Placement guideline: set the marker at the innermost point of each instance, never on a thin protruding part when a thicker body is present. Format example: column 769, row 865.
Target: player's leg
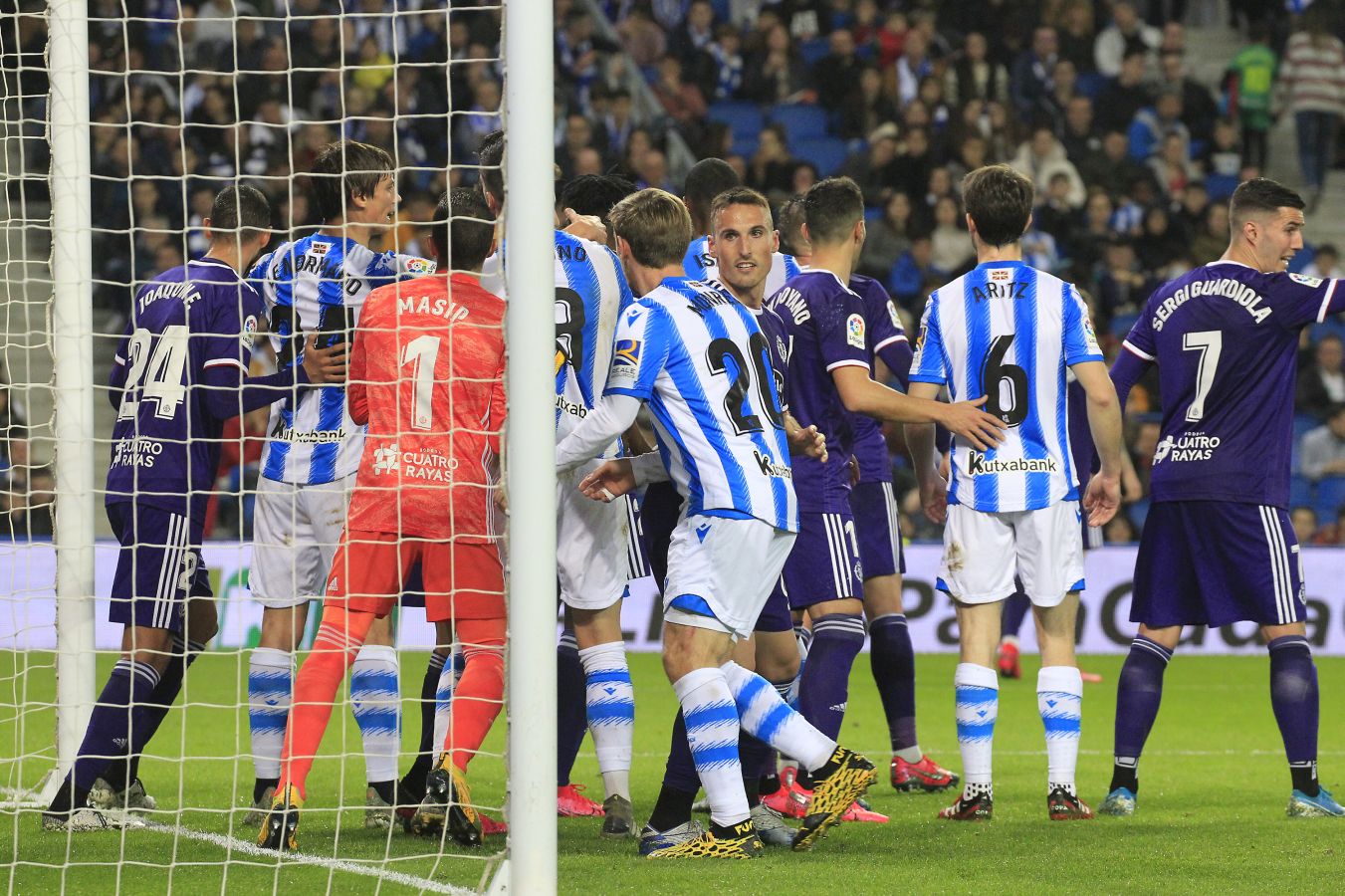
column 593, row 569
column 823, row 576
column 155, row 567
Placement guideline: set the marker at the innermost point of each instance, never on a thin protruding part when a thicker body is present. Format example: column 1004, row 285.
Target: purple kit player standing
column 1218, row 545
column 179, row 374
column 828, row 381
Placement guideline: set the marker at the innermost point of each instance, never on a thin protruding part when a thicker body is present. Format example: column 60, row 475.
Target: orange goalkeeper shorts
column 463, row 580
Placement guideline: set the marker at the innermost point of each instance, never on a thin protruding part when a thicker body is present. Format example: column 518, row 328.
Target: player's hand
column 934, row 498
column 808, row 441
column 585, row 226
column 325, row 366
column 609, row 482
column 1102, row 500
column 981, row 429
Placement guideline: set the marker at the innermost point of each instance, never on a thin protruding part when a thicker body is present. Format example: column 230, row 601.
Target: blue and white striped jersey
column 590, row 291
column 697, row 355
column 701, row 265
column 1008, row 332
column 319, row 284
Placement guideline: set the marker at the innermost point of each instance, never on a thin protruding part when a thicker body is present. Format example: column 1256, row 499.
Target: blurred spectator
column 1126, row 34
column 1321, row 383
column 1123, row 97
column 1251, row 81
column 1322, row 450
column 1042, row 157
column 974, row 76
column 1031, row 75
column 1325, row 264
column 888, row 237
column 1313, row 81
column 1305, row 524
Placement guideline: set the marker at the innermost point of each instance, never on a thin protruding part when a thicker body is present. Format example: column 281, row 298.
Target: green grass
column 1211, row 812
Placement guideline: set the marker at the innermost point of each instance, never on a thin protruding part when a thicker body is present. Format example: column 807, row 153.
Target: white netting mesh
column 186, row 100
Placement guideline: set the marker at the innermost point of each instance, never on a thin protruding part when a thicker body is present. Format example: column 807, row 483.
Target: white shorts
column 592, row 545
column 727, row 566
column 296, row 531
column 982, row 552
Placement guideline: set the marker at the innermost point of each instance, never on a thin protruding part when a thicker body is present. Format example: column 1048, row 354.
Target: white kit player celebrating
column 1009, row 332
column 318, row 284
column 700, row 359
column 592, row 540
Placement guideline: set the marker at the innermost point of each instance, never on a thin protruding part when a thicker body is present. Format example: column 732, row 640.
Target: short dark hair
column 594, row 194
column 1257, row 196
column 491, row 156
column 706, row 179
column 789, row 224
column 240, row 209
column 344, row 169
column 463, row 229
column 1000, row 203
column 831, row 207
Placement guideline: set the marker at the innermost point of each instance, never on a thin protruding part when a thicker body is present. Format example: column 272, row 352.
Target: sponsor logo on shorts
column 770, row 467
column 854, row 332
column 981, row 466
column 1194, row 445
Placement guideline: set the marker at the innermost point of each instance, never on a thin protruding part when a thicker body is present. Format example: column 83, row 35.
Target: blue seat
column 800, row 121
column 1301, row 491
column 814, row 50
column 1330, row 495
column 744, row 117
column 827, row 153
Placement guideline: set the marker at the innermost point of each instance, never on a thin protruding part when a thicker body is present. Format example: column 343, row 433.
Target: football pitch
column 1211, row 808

◆ **WHAT YOU ARE ASKED TO DO**
Your answer should consist only of the lines above between the line holding "Target: white netting mesh" and the line holding "732, row 640.", inclusive, each transcribed exactly.

◆ **SOLUTION**
Target: white netting mesh
column 186, row 100
Placement guideline: set the marker at the innermost point of each instance, never on a thin protruding part when a thicker body is present. Format example: column 807, row 483.
Target: white shorts
column 592, row 545
column 727, row 566
column 296, row 531
column 982, row 552
Placement guideline: set the marker at the innermost point of each instance, never on a thin protruding part when a thicker body is present. Format example: column 1048, row 354.
Target: white kit player celebrating
column 1009, row 332
column 318, row 284
column 700, row 359
column 592, row 540
Placement guideline: set the marker at the innermost point of each instance, never on a thin protruding part when a thicker body is present. Format example: column 732, row 640.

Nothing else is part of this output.